── EXCERPT TO READ ──

The Oregon Kelp Alliance (ORKA) represents diverse interests in kelp forest ecosystems, and includes commercial urchin divers, researchers, managers, conservationists, tribal members, tour guides, sport divers, chefs, and other community members in support of healthy kelp forests.
Around the globe, evidence has emerged in recent years concerning the global drivers affecting kelp forests at multiple scales. In addition, local stressors and regional variation in the effects of these drivers dominate kelp dynamics. In certain areas, disappearance of important kelp forest populations is drawing attention from the scientific community, natural resource managers, commercial divers and fishermen, tribal members, sport divers, ecotourists and the businesses who serve them, and coastal communities.
More recently, studies have revealed the rapid climate-driven catastrophic shift in 2014 from previously robust kelp forests to unproductive large scale urchin barrens in northern California, an ecoregion bearing many similarities to that found on the southern coast of Oregon. Most recently, the Oregon Department of Fish and Wildlife, in collaboration with commercial urchin divers, completed a survey of sea urchin populations at Orford Reef, reporting a preliminary estimate of ~350 million purple sea urchins, a more than 10,000-fold increase on this single reef since 2014.

───
── STORED DATA ──

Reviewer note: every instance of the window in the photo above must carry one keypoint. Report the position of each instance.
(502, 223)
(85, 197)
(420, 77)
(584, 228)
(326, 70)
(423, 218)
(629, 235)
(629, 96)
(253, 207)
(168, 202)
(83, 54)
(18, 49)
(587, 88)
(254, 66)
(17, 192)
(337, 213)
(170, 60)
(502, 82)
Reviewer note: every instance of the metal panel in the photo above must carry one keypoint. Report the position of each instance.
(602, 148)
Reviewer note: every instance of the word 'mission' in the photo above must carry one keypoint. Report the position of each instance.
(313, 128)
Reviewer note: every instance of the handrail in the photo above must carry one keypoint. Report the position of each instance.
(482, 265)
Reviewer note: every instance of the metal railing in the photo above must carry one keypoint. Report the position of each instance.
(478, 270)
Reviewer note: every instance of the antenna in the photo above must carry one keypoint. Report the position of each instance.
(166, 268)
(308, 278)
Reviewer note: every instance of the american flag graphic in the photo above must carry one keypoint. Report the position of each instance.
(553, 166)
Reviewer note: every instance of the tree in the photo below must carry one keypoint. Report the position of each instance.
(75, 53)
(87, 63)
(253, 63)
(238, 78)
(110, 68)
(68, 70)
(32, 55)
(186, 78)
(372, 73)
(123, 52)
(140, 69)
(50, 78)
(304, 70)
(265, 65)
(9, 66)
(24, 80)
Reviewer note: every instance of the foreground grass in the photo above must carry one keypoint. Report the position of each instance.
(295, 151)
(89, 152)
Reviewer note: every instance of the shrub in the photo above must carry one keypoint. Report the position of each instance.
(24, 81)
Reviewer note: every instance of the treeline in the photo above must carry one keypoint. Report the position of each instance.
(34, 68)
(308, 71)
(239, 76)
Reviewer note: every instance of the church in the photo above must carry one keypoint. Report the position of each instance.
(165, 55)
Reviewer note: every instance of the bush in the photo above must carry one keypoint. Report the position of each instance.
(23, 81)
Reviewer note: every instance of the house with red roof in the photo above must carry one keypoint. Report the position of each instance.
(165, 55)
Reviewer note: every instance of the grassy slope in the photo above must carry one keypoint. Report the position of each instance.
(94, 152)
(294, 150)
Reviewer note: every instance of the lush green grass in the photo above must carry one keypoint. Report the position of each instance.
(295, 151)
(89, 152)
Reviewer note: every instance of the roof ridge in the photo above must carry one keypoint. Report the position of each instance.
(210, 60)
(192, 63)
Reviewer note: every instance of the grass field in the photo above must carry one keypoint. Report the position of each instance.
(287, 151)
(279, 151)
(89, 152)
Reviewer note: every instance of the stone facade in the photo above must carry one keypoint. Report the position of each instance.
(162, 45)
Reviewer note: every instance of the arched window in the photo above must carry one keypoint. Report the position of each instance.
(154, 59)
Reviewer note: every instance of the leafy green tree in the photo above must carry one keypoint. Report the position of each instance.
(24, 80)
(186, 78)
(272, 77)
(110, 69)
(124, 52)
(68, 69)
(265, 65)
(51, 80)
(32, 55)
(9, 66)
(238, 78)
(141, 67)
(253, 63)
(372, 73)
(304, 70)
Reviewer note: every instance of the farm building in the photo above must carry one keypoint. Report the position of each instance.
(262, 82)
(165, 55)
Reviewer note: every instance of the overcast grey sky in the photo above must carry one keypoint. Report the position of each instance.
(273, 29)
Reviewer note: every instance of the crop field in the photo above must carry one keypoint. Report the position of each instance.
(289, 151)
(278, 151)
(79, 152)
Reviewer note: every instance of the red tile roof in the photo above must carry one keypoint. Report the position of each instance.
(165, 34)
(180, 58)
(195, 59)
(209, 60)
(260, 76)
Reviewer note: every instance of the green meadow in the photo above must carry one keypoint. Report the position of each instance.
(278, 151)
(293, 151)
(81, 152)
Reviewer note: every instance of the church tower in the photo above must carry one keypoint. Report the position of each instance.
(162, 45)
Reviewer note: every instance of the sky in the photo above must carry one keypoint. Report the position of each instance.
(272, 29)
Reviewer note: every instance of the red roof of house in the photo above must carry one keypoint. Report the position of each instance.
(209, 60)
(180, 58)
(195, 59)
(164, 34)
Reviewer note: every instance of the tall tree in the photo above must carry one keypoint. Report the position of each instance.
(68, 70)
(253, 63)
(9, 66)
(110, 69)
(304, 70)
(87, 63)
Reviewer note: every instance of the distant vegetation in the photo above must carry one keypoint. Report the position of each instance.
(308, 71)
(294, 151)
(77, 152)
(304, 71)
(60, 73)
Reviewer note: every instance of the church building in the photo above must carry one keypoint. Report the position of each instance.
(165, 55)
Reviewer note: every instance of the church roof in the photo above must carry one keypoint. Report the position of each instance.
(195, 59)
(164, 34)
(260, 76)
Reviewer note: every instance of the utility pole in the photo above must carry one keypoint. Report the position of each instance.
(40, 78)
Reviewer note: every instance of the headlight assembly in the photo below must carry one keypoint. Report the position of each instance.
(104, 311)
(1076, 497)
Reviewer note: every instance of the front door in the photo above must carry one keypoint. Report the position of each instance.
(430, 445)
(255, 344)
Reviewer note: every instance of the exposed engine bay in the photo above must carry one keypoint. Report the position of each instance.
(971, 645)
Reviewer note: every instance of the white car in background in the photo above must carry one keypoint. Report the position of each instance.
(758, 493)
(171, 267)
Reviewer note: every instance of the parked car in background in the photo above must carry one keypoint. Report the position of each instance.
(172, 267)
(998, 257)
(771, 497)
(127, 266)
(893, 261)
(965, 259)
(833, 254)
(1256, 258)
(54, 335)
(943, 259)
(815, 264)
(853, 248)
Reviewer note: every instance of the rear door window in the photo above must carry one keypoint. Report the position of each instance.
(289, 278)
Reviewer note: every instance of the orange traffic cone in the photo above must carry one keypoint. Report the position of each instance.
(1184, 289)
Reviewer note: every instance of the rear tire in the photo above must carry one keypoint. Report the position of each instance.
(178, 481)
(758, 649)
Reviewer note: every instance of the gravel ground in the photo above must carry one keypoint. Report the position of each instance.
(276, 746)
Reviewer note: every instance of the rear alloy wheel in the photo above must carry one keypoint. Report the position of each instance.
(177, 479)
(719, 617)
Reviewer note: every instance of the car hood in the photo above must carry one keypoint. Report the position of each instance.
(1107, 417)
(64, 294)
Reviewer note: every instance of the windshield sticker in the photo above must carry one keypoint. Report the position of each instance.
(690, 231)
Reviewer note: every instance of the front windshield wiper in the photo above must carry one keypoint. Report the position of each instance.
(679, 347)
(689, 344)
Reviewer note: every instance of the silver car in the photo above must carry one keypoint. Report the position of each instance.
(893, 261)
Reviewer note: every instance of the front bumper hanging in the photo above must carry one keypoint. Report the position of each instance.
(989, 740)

───

■ **PROBLEM TO WORK ON**: Extend the passage on Oregon's kelp forests by writing what comes next after its final sentence.

■ **OUTPUT FOR THIS TASK**:
Port Orford has been Oregon’s sea urchin capital since the initiation of the fishery here in the early 1990’s. In recent years, career urchin divers brought attention to the purple sea urchin population boom and bull kelp forest declines. Urchin divers have worked with ODFW shellfish biologists to monitor and survey urchin populations for years prior to these more recent events. More recently, the emergence of a local ecotour business, and the establishment of the Port Orford Field Station, operated by Oregon State University, has led to an increase in investigation of kelp forest ecology and health, particularly along Oregon’s southern coast. These investigations, developments, and observations led to the establishment of the Oregon Kelp Alliance (ORKA). With support from Oregon Sea Grant, ORKA has continued to develop and support collaborative projects to enhance our understanding of kelp forest changes and experimental kelp forest regeneration. ORKA recently received a permit from ODFW to launch an experimental kelp restoration project at 5 sites from Cape Lookout to the North, to Macklyn Cove in Brookings to the South. This project will cull sea urchins to promote kelp restoration, and includes surveys and monitoring in partnership with Reef Check Oregon. The Oregon Kelp Alliance is also exploring other approaches to promoting kelp forest health in coordination with other groups engaged in similar work along the west coast, and around the world. Sign up for our mailing list to receive updates and follow us on social media.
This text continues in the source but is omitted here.